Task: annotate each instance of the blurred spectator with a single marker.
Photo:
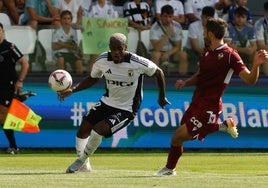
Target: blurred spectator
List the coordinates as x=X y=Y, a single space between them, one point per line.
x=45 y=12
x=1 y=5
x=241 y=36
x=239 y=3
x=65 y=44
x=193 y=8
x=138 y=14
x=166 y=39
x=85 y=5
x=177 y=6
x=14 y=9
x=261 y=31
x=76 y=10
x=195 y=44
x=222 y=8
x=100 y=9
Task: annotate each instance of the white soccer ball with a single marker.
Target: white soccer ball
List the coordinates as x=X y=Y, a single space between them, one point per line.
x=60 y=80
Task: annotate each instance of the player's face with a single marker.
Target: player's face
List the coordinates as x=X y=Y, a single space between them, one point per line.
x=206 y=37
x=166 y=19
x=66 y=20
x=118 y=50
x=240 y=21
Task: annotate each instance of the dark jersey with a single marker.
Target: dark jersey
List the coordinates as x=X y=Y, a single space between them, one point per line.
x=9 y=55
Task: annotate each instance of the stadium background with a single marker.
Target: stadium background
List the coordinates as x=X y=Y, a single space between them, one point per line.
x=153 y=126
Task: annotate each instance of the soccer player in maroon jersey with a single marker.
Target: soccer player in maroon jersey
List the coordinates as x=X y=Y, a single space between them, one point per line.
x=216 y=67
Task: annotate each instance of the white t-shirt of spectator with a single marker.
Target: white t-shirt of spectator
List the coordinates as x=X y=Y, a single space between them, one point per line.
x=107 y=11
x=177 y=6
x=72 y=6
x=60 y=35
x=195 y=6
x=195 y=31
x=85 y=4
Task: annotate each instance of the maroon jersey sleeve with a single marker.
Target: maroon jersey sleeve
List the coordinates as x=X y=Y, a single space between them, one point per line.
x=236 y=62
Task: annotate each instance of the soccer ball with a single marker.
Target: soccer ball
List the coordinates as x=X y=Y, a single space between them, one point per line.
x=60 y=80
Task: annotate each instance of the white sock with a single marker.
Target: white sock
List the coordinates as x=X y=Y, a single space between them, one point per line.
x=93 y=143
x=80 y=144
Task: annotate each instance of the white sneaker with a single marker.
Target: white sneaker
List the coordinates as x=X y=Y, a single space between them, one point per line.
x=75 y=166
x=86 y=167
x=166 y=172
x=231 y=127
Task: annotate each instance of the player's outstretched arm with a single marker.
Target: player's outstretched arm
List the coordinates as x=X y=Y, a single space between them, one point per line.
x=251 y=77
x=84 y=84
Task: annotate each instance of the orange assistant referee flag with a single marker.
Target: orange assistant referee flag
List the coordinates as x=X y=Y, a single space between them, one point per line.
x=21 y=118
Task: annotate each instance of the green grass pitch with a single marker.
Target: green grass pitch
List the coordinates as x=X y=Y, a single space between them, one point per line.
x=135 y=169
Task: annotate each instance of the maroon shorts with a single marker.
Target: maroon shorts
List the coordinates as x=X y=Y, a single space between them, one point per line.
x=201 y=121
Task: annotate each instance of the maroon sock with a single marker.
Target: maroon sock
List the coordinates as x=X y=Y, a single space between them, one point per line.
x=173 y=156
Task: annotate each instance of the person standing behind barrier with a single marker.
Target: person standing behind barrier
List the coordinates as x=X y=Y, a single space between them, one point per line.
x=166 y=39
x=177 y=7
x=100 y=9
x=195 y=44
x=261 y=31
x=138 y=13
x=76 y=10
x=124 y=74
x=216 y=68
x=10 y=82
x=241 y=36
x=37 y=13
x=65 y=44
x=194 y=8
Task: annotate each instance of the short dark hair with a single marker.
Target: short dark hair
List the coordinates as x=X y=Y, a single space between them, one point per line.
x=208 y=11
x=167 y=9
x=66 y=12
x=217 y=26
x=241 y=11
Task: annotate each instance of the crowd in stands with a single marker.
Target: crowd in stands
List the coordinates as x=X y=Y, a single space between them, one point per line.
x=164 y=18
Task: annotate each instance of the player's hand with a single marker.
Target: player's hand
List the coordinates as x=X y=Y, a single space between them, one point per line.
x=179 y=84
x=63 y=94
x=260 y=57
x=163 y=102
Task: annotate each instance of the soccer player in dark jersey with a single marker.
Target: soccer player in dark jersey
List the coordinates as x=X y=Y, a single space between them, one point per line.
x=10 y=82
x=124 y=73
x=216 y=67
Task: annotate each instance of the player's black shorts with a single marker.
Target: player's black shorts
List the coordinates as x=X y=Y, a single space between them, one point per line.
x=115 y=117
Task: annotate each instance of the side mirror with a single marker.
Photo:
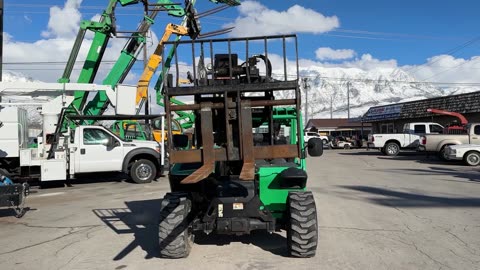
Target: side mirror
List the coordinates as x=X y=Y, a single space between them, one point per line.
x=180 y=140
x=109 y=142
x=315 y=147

----

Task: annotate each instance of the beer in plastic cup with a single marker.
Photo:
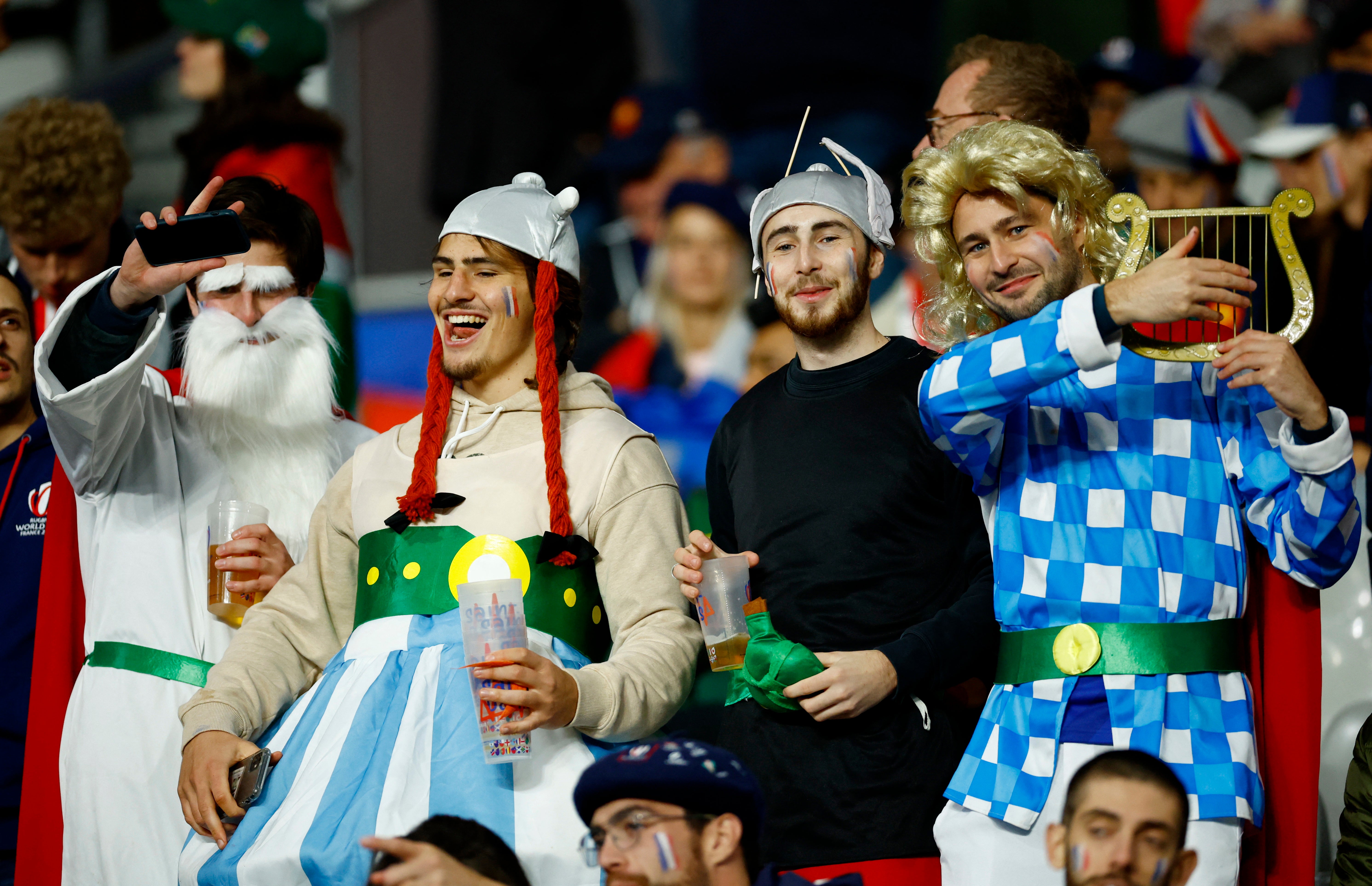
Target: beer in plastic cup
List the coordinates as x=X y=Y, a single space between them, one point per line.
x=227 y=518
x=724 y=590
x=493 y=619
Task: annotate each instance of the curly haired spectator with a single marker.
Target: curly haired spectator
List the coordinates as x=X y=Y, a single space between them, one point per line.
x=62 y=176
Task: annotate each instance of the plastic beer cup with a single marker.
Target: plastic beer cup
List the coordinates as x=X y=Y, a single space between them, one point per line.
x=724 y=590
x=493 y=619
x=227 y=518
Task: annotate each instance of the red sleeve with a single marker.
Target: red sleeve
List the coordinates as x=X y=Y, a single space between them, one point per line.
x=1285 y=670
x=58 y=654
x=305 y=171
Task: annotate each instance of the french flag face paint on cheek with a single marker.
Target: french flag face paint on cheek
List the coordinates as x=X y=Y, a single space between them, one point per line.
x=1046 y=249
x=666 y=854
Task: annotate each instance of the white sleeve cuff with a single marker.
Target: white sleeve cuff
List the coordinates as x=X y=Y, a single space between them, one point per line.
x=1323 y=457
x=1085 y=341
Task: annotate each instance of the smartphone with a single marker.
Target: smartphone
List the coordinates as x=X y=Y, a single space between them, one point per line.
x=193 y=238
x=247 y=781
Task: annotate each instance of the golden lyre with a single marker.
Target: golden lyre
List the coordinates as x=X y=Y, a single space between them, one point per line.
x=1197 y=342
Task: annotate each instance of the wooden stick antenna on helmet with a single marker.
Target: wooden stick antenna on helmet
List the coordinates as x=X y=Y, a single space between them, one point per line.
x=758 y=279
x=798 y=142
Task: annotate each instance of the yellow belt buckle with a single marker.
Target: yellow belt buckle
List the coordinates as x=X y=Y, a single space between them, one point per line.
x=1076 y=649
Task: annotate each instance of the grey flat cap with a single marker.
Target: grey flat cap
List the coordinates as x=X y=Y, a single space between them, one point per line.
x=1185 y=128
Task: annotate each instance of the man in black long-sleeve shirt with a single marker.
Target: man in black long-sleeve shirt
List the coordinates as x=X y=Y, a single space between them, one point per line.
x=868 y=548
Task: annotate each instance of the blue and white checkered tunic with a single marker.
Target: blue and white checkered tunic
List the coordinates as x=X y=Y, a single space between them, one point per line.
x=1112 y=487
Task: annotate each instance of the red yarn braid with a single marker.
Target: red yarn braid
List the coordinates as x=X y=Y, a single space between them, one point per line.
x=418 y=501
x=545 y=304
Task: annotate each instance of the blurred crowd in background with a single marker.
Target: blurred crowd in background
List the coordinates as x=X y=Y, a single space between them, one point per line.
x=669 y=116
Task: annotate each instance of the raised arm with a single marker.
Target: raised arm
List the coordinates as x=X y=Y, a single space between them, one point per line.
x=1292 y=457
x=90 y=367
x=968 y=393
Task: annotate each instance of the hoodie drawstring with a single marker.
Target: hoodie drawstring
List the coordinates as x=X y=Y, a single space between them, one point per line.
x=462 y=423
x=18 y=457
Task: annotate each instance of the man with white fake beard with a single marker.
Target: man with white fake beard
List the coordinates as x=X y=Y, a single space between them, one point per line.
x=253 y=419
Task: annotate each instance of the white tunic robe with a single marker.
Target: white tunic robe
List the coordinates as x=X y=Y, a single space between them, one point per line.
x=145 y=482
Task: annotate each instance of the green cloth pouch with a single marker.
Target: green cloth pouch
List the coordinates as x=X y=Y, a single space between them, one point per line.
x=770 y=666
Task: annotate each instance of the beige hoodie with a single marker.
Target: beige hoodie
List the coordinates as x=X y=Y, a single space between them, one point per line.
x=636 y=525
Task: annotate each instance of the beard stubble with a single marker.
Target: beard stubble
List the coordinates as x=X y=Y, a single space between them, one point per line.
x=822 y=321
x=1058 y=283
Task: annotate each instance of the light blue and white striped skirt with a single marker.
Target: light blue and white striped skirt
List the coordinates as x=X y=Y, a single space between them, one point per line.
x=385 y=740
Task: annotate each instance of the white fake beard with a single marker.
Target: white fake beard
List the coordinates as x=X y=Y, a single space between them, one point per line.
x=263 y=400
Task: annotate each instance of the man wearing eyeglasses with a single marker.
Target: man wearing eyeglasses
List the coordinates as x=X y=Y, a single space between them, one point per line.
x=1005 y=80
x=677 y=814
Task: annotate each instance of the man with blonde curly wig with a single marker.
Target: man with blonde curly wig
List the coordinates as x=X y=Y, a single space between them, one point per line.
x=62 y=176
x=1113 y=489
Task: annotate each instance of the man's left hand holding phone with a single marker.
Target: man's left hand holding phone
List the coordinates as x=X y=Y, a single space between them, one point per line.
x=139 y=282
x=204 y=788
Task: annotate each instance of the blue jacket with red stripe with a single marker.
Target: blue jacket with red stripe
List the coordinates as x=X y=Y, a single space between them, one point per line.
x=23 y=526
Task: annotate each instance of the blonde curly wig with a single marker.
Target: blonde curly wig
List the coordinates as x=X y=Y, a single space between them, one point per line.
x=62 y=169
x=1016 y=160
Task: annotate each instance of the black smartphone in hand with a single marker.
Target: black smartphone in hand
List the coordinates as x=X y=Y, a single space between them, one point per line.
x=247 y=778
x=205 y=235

----

TASK PROMPT
In the records above, find the line with "Task: annotate each instance of the blurred spectator". Print exactly from there through the line with "Target: soccer player in maroon jersey", minus the pictures.

EXERCISE RESULT
Task: annotate each instance of the blurred spectator with a single marker.
Photo:
Target: blurred spectator
List the coordinates as x=X y=Y, a single space between them, one point per line.
x=45 y=12
x=1 y=5
x=241 y=36
x=239 y=3
x=65 y=44
x=193 y=8
x=138 y=14
x=166 y=39
x=85 y=5
x=177 y=6
x=14 y=9
x=261 y=31
x=76 y=10
x=195 y=44
x=222 y=8
x=100 y=9
Task: annotate each instance of the white soccer ball with a single marker.
Target: white soccer ball
List the coordinates as x=X y=Y, a single space between them, one point per line.
x=60 y=80
Task: annotate each instance of the player's face with a single marker.
Target: player's face
List the coordinates as x=X y=Y, a single space between them, one point per line.
x=206 y=37
x=166 y=19
x=66 y=20
x=118 y=50
x=240 y=21
Task: annotate each instance of the dark jersey with a single marker.
Target: dark jersey
List the coordinates as x=X y=Y, a single space between them, one point per line.
x=9 y=55
Task: annotate each instance of the stadium background with a single marker.
Target: stadium background
List the coordinates as x=X y=Y, a single space between them, one point per line.
x=153 y=126
Task: annotate each instance of the soccer player in maroon jersey with a single marker.
Target: soccer player in maroon jersey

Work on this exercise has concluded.